Working data
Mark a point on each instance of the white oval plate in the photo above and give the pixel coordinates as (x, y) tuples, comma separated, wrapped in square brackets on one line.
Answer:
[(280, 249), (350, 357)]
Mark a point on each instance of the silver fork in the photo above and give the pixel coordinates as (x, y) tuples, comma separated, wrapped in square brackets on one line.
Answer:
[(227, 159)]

What is expected
Print all the records precisely.

Task solution
Mark a point on each instance of the white oval plate in the photo above and give the pixel coordinates as (x, y) tuples, comma separated, wrapped in square brackets on one line.
Answer:
[(280, 249), (350, 357)]
Mark a point on each instance of the silver fork in the photo above and give the pixel coordinates as (x, y) tuples, comma separated, wrapped in square brackets on one line.
Answer:
[(227, 159)]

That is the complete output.